**PROBLEM DESCRIPTION**
Your reply should hold every record exactly as given, with no pictures in it.

[RECORD EXCERPTS]

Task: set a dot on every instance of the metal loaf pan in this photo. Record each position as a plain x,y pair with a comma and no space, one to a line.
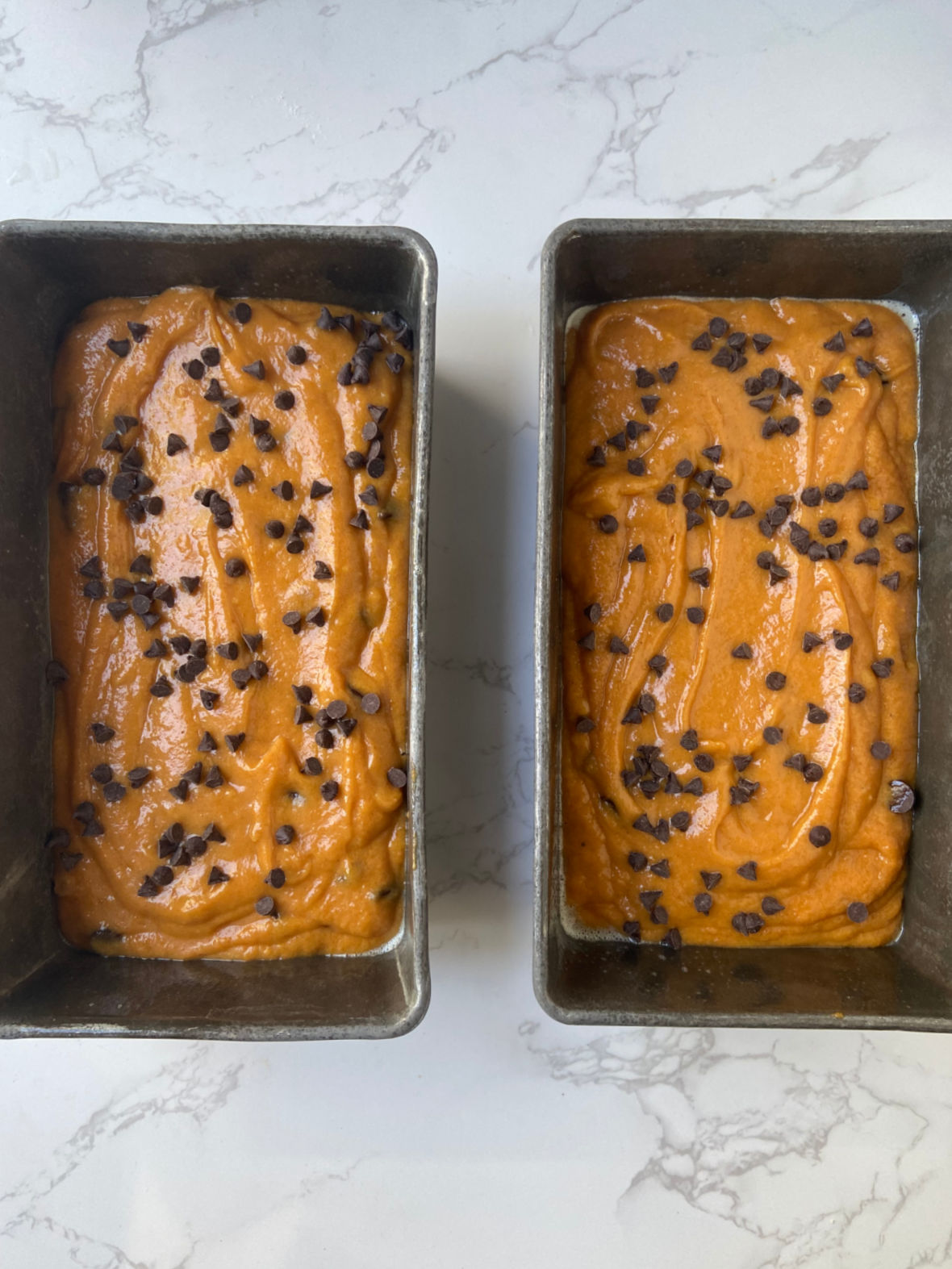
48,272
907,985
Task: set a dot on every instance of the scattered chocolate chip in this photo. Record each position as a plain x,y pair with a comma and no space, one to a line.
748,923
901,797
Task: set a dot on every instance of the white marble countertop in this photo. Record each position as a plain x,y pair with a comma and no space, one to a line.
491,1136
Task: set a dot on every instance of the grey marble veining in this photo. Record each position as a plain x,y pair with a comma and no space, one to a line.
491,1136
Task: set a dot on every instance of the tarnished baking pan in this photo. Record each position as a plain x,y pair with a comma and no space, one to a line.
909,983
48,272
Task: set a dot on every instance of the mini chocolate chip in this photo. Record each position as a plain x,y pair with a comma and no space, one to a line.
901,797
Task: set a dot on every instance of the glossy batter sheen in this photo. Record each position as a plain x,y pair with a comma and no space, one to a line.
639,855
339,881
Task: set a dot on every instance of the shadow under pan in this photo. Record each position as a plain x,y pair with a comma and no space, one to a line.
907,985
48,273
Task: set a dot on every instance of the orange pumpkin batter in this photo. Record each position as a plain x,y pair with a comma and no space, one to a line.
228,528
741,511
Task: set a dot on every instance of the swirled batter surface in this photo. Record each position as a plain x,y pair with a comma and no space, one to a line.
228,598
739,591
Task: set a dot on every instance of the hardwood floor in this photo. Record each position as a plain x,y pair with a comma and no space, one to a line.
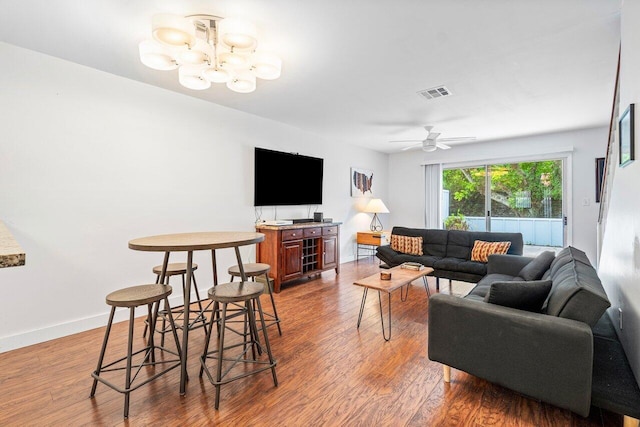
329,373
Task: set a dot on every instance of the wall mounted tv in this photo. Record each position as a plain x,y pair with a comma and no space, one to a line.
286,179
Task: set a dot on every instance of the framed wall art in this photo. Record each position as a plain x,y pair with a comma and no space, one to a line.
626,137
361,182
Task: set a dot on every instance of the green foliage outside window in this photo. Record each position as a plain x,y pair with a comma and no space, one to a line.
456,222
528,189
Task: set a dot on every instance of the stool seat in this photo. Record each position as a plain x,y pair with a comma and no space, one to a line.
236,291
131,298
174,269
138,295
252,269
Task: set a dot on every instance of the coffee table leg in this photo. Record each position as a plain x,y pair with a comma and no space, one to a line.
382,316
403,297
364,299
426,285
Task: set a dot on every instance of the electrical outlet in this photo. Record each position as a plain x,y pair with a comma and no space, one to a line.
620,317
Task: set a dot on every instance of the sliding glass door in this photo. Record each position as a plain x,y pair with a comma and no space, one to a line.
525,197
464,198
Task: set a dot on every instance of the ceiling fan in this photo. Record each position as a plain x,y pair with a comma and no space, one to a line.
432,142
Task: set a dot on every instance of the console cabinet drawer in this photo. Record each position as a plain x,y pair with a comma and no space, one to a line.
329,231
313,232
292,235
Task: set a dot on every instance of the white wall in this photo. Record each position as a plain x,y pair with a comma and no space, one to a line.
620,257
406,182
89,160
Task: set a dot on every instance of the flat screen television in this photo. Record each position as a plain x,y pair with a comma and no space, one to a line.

[/RECORD EXCERPTS]

**EXERCISE OUTPUT**
Task: set a dot on every instance of the metal loaf pan in this photo. Record each position as a plain x,y pair with a comma and no space, one to a line.
48,272
907,985
Task: set a dot on every instance of the scattered chocolate chip in this photo. Record each position as a plain x,y pair with a comma and no space, one to a line.
748,923
901,797
Task: set a dot on every instance of the white marble countertop in this photo. Record each position as a plain x,y pair with a comma and no space, one to a line.
491,1136
Task: set a dot on every instance of the grey marble veining in this photo. Record each position as a plain x,y pair with a comma and no space, one to a line.
491,1136
Task: set a dot on every instance of the tarnished baking pan in this photo. Record each position as a plain x,y pair with a comma and no space, one to a line.
909,983
48,272
Task: set a dot on every instance of the mini chocolate chip in this photo. Record each position as a plain x,y pair with a comma and no space, one to a line.
901,797
Task: set a dot on every instance of the glossy batter sheen in this photo. Record each position as a plain x,y pair with a comma and no space, one to a line.
639,855
339,881
Task: set a dot on every instance of the shadow under pan in this photo. Record each position as a plain x,y pair with a comma and no space, one to a line.
907,985
48,273
Task: set a dot on every instance of the orange pumpkin batter in this photo. Record each position as a plain x,y pair with a comma and no space, one to a line.
228,528
741,511
Task: set a dot on every instance of the swirled batter surface in this photo. Record each position as a plain x,y pair with a comma and no space, one to a line.
228,598
739,591
Task: set a dot on every instance of the hardwood floor in this photo. Record each position as a plain x,y pair with a comma and no space, one to a line.
329,373
Task: set a dot on every instance of the wall mounted tv in this photo. Record each position as a plain x,y pair with a comma and no space, one to a line.
286,179
Task: set a dot on every instance of the framed wall art in this photo. Record each position as a plain x,y pair with a comma and no space, one to a line.
626,137
361,182
Task: set a dot on every instance of the green foliage outside window in this photo. Record each position as a plain x,y pair with a comma and no space, one to a line.
456,222
528,189
Task: set a dot on every instance of the stool seat in this photo. Record each position as a plain x,y pair with a comma and no space, one to a line.
236,291
131,298
174,269
138,295
252,269
Task: set a dot on every instance of the coffee table leg in this photo. Record each position as a plain x,y pair with a comma and no space, one to a line.
382,316
403,297
364,299
426,285
Task: set a dot on every instance of the electrical outlet in this photo. Record each position as a plain x,y pair with a comma and no space, one to a line.
620,317
Task: set a dot on every instance of the sliding glass door in this photo. Record each position as a plain x,y pair with a comma and no space, one to a line.
525,197
464,198
Task: set a dot on every instance of the ceiling fan in this photo. Record each position as a plain x,y pair with a comma and no space, one to a line.
432,142
Task: set a dot on every instance of the console cabinet drawer in this photo. Record each position as a plain x,y pair with a comma and no space, one to a line.
329,231
313,232
292,235
Task: set a dot on every instance of the white wall in this photo. Record each position as a plain x,y pair with a comma and no space, one to a line.
620,257
406,182
89,160
Task: set a dot on every instance of the flat screen television in this photo. Record each position as a plain x,y pair with a comma and no space, one to a line.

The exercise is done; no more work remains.